▸ **TEXTO DE ESTUDIO**
########################################

Ha tenido que ser un virus el que nos empujase fuera de la caverna a comprobar las sombras, para darnos cuenta de que lo que veíamos desde dentro no era auténtico. En cuanto hemos podido, hemos dejado atrás lo material para correr al campo este verano, pero, frente a las medidas logísticas y de prevención en las escuelas, no hemos sido capaces de proyectar otras formas de pedagogía. Volvemos al modelo cuadriculado de pupitre mirando hacia la pizarra frente a, por ejemplo, un modelo de escuelas creativas que el recién fallecido Ken Robinson promulgaba. No hemos sido capaces tampoco de recuperar el contacto con la naturaleza, aulas en el exterior a partir de la vivencia, aun cuando los estudios científicos evidencian que el verde no sólo da como resultado un efecto beneficioso sobre el rendimiento cognitivo y escolar, sino también en las emociones y el comportamiento. Frente a ello se incrementan las peticiones de envase de un solo uso para los materiales y meriendas escolares por parte de muchos docentes. Es como si el árbol no nos dejase ver el bosque; la sociedad cortoplacista no es capaz de ver más allá o no es capaz de establecer la relación entre la destrucción del planeta y la vulnerabilidad sanitaria.
Nos queda una ardua tarea por delante a los docentes y la sociedad. Replantearnos fórmulas más allá de la logística y el hidrogel. Enseñar a enfrentarnos a nuevas situaciones, a vivir en la incertidumbre, a improvisar y crear, a empatizar, a desarrollar la capacidad de resiliencia, porque todo indica que estos episodios excepcionales cada vez serán más frecuentes, y para vivir y sobrevivir debemos desarrollar nuevas capacidades y actitudes. También nos queda pendiente reflexionar sobre qué reconstrucción queremos, si transitamos o no a una educación ecosocial y una vida en consonancia con el planeta o seguimos como hasta ahora, jugándonosla.

########################################

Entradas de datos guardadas
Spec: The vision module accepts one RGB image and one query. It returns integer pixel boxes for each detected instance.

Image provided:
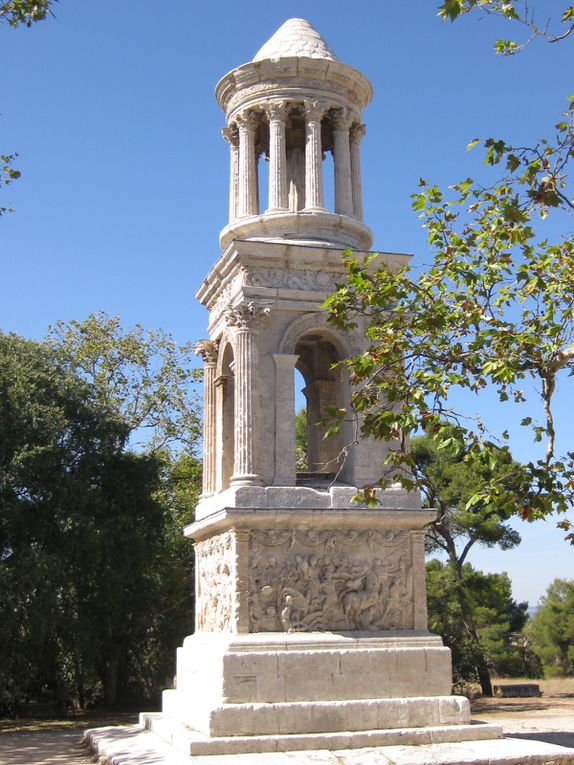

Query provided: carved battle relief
[195,531,235,632]
[249,529,414,632]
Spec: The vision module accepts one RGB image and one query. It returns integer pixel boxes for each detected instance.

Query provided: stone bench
[493,683,542,699]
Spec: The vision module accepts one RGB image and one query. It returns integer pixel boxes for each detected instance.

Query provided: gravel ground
[0,695,574,765]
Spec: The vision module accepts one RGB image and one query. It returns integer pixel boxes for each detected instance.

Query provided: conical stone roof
[253,19,337,61]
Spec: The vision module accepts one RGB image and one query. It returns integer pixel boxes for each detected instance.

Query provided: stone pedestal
[144,486,501,754]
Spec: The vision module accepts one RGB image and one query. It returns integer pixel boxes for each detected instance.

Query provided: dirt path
[0,697,574,765]
[0,729,94,765]
[472,694,574,748]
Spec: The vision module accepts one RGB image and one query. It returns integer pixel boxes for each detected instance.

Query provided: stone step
[140,713,502,756]
[84,725,574,765]
[163,690,470,737]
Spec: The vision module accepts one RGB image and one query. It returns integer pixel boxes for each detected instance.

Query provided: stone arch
[279,311,352,482]
[279,311,353,359]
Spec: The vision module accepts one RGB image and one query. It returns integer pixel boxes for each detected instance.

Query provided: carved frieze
[249,529,414,632]
[195,531,235,632]
[244,268,345,292]
[226,301,271,331]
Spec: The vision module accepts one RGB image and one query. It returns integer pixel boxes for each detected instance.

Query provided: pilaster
[305,101,325,210]
[227,303,270,486]
[350,123,367,220]
[221,125,239,223]
[194,340,218,497]
[265,101,288,212]
[236,109,259,218]
[333,109,353,215]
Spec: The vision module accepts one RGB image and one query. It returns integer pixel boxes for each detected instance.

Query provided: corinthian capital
[303,100,327,122]
[193,340,218,364]
[263,101,288,122]
[221,125,239,146]
[332,108,353,130]
[349,122,367,143]
[235,109,259,133]
[226,302,271,330]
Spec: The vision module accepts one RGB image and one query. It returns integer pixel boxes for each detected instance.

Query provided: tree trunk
[102,645,121,707]
[451,556,494,698]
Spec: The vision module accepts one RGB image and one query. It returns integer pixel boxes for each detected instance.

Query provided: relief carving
[207,270,244,319]
[249,529,414,632]
[244,268,345,292]
[195,531,235,632]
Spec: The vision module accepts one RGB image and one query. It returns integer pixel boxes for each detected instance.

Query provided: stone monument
[140,19,501,754]
[86,19,574,765]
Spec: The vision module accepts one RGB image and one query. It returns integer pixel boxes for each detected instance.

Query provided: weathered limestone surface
[88,19,574,765]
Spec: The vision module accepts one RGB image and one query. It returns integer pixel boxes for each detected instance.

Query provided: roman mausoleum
[83,19,570,763]
[140,19,499,754]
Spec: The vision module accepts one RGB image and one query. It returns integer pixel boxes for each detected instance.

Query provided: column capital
[349,122,367,143]
[193,340,219,364]
[235,109,259,133]
[226,302,271,332]
[263,100,289,122]
[221,124,239,146]
[332,107,353,130]
[303,99,327,122]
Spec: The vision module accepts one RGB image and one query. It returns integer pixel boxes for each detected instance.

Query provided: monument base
[127,630,502,755]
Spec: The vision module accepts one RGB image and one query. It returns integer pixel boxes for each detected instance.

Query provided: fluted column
[266,101,288,211]
[221,125,239,223]
[305,101,325,210]
[236,110,259,218]
[227,303,270,486]
[273,353,299,486]
[333,109,353,215]
[194,340,217,497]
[412,529,428,631]
[350,122,367,220]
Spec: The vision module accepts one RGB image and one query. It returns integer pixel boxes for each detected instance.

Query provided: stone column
[333,109,353,215]
[411,529,428,631]
[305,101,325,210]
[221,125,239,223]
[266,101,288,212]
[350,122,367,220]
[194,340,217,497]
[273,353,299,486]
[227,303,270,486]
[236,110,259,218]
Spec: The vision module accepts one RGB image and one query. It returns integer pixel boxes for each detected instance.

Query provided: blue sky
[0,0,574,603]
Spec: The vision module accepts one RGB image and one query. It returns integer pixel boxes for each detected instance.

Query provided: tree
[0,334,125,705]
[47,311,201,452]
[327,0,574,542]
[427,560,539,695]
[0,0,57,27]
[411,436,526,696]
[0,0,53,217]
[0,334,200,711]
[528,579,574,675]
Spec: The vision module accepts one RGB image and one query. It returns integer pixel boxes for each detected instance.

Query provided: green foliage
[0,0,54,27]
[528,579,574,675]
[0,334,200,712]
[438,0,574,56]
[295,406,309,472]
[427,560,540,691]
[48,312,201,450]
[0,154,21,216]
[411,436,520,570]
[326,5,574,542]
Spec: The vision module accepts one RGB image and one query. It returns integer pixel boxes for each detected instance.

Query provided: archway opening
[295,333,343,484]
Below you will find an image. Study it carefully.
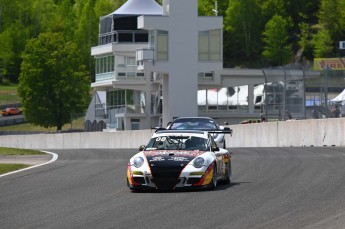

########################################

Por favor, reproduce el texto de estudio completo y sin ningún cambio.

▸ **RESULTADO**
Ha tenido que ser un virus el que nos empujase fuera de la caverna a comprobar las sombras, para darnos cuenta de que lo que veíamos desde dentro no era auténtico. En cuanto hemos podido, hemos dejado atrás lo material para correr al campo este verano, pero, frente a las medidas logísticas y de prevención en las escuelas, no hemos sido capaces de proyectar otras formas de pedagogía. Volvemos al modelo cuadriculado de pupitre mirando hacia la pizarra frente a, por ejemplo, un modelo de escuelas creativas que el recién fallecido Ken Robinson promulgaba. No hemos sido capaces tampoco de recuperar el contacto con la naturaleza, aulas en el exterior a partir de la vivencia, aun cuando los estudios científicos evidencian que el verde no sólo da como resultado un efecto beneficioso sobre el rendimiento cognitivo y escolar, sino también en las emociones y el comportamiento. Frente a ello se incrementan las peticiones de envase de un solo uso para los materiales y meriendas escolares por parte de muchos docentes. Es como si el árbol no nos dejase ver el bosque; la sociedad cortoplacista no es capaz de ver más allá o no es capaz de establecer la relación entre la destrucción del planeta y la vulnerabilidad sanitaria.
Nos queda una ardua tarea por delante a los docentes y la sociedad. Replantearnos fórmulas más allá de la logística y el hidrogel. Enseñar a enfrentarnos a nuevas situaciones, a vivir en la incertidumbre, a improvisar y crear, a empatizar, a desarrollar la capacidad de resiliencia, porque todo indica que estos episodios excepcionales cada vez serán más frecuentes, y para vivir y sobrevivir debemos desarrollar nuevas capacidades y actitudes. También nos queda pendiente reflexionar sobre qué reconstrucción queremos, si transitamos o no a una educación ecosocial y una vida en consonancia con el planeta o seguimos como hasta ahora, jugándonosla.